Object location annotation data
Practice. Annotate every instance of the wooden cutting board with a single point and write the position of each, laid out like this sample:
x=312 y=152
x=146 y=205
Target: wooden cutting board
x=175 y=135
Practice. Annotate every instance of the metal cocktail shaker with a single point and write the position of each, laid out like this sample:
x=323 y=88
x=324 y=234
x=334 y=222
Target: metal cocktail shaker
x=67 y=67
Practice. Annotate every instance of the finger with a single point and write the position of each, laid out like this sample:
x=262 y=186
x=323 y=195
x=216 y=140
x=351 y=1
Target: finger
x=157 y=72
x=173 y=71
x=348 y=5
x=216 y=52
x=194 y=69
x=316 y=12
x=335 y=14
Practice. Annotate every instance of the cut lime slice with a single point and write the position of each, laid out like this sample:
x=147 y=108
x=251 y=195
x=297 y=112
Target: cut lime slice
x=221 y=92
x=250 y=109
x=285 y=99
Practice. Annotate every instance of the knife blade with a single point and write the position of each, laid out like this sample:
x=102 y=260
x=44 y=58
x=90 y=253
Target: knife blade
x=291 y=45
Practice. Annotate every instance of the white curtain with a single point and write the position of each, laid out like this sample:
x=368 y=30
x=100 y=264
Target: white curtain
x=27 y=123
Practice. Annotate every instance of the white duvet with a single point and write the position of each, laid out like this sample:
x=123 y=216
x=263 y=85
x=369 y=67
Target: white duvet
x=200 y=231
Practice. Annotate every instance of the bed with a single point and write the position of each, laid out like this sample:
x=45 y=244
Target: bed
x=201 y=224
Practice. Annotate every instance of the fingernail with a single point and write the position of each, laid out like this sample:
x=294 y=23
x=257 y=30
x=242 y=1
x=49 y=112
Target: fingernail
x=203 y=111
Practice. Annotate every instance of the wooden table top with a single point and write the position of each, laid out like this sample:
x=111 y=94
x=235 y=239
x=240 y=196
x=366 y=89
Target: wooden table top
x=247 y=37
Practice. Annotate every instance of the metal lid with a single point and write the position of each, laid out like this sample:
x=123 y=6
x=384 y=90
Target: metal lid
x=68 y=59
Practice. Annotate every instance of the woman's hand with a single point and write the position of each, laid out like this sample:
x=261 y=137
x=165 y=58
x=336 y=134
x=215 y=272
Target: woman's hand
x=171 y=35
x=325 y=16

> [Goal] Duplicate the lines of the listing above, everything from the line containing "Practice. Annotate every instance of the white duvet" down to the line containing "x=201 y=224", including both of those lines.

> [Exercise output]
Practice. Annotate every instance of the white duvet with a single point and write the position of each, laid out like this sample:
x=123 y=216
x=263 y=85
x=369 y=67
Target: white duvet
x=200 y=231
Practice. Annotate every instance of the bed with a single point and write the position of each, laid out like this sample:
x=45 y=244
Target: bed
x=201 y=224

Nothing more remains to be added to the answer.